Data provided below:
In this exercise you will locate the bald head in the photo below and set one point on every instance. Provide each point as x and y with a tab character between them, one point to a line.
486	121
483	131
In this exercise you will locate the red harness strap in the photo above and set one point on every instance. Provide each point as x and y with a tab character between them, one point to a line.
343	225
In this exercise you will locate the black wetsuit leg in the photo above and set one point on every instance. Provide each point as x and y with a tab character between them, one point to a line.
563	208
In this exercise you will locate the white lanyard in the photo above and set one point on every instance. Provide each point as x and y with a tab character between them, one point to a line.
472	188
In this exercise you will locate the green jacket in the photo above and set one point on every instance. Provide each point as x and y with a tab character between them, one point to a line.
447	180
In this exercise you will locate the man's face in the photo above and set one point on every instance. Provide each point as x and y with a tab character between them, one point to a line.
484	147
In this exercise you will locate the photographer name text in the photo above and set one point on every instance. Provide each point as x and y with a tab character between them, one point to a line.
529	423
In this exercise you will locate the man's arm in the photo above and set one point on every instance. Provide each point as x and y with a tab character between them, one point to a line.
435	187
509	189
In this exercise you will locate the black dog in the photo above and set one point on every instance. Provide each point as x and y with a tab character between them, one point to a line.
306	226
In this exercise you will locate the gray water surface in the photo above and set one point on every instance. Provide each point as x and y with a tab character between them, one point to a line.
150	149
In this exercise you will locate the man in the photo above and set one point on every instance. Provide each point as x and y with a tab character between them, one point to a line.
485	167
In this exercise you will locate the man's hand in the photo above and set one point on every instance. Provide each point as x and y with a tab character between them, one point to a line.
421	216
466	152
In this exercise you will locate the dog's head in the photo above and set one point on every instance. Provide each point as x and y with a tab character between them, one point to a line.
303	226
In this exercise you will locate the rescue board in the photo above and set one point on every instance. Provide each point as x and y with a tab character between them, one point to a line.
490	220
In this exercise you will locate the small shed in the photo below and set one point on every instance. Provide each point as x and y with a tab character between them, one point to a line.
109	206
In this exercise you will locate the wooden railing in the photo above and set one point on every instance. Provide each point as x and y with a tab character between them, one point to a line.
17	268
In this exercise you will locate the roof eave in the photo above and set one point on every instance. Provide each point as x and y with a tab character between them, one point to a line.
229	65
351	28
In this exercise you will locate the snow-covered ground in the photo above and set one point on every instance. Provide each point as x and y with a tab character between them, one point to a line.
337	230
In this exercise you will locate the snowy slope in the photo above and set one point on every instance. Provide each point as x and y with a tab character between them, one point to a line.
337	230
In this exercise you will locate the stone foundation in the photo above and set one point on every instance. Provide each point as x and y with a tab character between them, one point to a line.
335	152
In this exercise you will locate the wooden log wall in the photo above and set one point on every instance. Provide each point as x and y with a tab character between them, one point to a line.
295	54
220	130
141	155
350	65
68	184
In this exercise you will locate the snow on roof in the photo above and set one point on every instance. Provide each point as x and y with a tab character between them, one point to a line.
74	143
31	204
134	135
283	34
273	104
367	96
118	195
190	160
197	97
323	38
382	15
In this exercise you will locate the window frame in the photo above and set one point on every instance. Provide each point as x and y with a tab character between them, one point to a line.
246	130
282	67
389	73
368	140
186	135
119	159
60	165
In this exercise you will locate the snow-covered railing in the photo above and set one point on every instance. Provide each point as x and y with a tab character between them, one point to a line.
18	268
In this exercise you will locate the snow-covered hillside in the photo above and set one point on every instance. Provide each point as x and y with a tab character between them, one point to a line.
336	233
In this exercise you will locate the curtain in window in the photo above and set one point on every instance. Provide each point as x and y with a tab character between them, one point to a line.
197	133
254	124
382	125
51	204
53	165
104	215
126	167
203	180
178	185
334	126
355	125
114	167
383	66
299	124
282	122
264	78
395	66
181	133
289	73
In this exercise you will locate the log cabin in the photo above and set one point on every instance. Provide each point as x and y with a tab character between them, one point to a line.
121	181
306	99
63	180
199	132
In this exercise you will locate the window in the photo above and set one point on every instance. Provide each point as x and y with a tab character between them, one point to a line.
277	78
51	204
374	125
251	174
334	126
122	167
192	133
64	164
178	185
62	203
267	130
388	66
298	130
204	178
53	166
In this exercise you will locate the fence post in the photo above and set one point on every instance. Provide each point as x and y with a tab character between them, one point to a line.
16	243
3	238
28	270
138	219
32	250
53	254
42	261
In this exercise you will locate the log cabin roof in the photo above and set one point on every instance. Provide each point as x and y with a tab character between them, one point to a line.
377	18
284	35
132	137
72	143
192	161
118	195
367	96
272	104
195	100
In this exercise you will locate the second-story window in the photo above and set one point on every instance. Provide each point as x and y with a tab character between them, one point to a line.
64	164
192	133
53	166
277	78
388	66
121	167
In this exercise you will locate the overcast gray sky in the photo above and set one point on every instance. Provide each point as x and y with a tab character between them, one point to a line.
End of Data provided.
◆ **Task requirements**:
The material above should be retyped in full, exactly as given.

◆ **Problem solution**:
In this exercise you will locate the bald head in the photo below and set one point on every instance. Provide each point as x and y with a tab character between them, one point to a line.
486	121
483	131
In this exercise you will locate the red harness strap in the photo above and set one point on every instance. Provide each point as x and y with a tab character between them, one point to a line.
343	225
In this exercise you will locate the black wetsuit leg in the photo above and set one point on every instance. Provide each point as x and y with a tab character between them, one point to a line.
563	208
In this exercise you will locate the white lanyard in the photo above and set one point on every instance. Provide each point as x and y with a tab character between them, one point to a line.
472	188
In this exercise you will locate the green jacket in the photo above and set one point on every instance. Provide each point as x and y with a tab character between them, one point to a line.
447	180
In this exercise you will locate the man's face in the photo above and set one point on every instance. Provide each point as x and y with a tab character between them, one point to a line.
484	147
In this exercise you will locate the photographer name text in the photo above and set one point on every instance. Provide each point as x and y with a tab character between them, one point to a line.
529	423
In this exercise you will locate the man's arm in the photo above and set one point on every instance. Provide each point as x and y with a tab character between them, one point to a line.
435	187
509	189
In this exercise you will locate the black dog in the photo above and set one point on every instance. Provide each point as x and y with a tab character between them, one point to a line.
306	226
In this exercise you will locate the gray water surface in the photo above and set one point on every instance. Provide each point as x and y with a tab character between them, one point to a line.
150	149
In this exercise you will locate the man in the photo above and set one point on every instance. Provide each point as x and y with a tab character between them, one point to a line.
485	167
In this exercise you will locate the man's hand in the photo above and set one point on every instance. Provide each point as x and y with a tab character between them, one point to a line.
421	216
466	152
In this exercise you will locate the dog's head in the photo above and set one point on every instance. Provide each point as x and y with a tab character between them, one point to a line.
303	226
In this exercise you will locate the rescue board in the photo above and set one point on every instance. Provide each point as x and y with a tab character between them, one point to a line.
490	220
In this exercise you will locate the small shed in the photo below and set one point on every instance. Provide each point as x and y with a tab character between them, one point to a line.
109	206
In this exercise you will locate the wooden railing in the photo above and set one point on every instance. Provide each point as x and y with a tab character between them, one point to a line.
17	268
In this exercise you will locate the roof eave in the photo above and set one point on every instance. Provide each point as x and y with a tab character between them, one point to a line.
229	65
351	28
In this exercise you will locate the snow-covered ground in the photo above and set one point on every instance. Provide each point as x and y with a tab character between them, one point to a line.
337	230
In this exercise you will locate the snowy slope in the photo above and set one point on every instance. Provide each point as x and y with a tab character between them, one point to a line.
337	230
In this exercise you will locate the stone foundation in the photo above and set one point on every instance. Provide each point as x and y with a tab character between them, one point to a line.
335	152
In this exercise you will locate the wooden log wall in the photo above and set one point on every instance. Provide each point as x and y with a tab character between them, one point to a line.
295	54
220	130
141	155
350	65
68	184
In this exercise you will locate the snow on roof in the photo above and set one point on every instance. Provide each point as x and y with a tab character between them, one point to a line.
74	143
31	204
134	135
283	34
273	104
367	96
118	195
190	160
197	97
323	38
382	15
In this exercise you will locate the window frame in the photo above and set one point on every instance. Provide each point as x and y with a tab character between them, one point to a line.
246	130
282	67
389	73
368	140
186	135
119	159
60	165
In this exercise you will locate the snow-covered railing in the photo above and set one point on every instance. Provide each point as x and y with a tab character between them, one point to a line.
18	268
In this exercise you will locate the snow-covered hillside in the photo above and set one point on every instance. Provide each point as x and y with a tab character between them, one point to a line.
336	233
In this exercise you will locate the curtain in window in the photo above and set one point on every instance. Provide each point as x and y with a tab character between them, one point to a line.
197	133
254	124
382	125
51	204
53	165
104	215
126	167
203	180
178	185
334	126
355	125
114	167
383	66
299	124
282	122
264	78
395	66
181	133
289	73
In this exercise you will locate the log cabin in the photo above and set one point on every instance. Provide each point as x and y with a tab character between them, one point to a line.
121	181
306	99
63	180
199	132
In this exercise you will locate the window in the photo above and set one point on every instance. Provide each point as x and y with a tab character between them, one point to a line.
277	78
51	204
374	125
251	174
334	126
122	167
192	133
64	164
178	185
62	203
267	130
388	66
298	130
204	178
53	166
In this exercise you will locate the fence post in the photo above and set one point on every instance. Provide each point as x and y with a tab character between them, one point to a line.
16	243
3	238
28	270
138	219
32	250
53	254
42	261
In this exercise you will locate the log cabin roof in the photo above and set one point on every instance. Provide each point as x and y with a tab character between them, one point to a line.
377	18
284	35
132	137
72	143
192	161
118	195
367	96
272	104
195	100
In this exercise you will locate the second-story window in the photo above and set one point on every instance. Provide each point as x and y with a tab character between them, one point to a line.
64	164
192	133
53	166
277	78
388	66
121	167
In this exercise you will locate the overcast gray sky in the photo above and set one point on every instance. Provide each point as x and y with a tab character between them, one point to a line.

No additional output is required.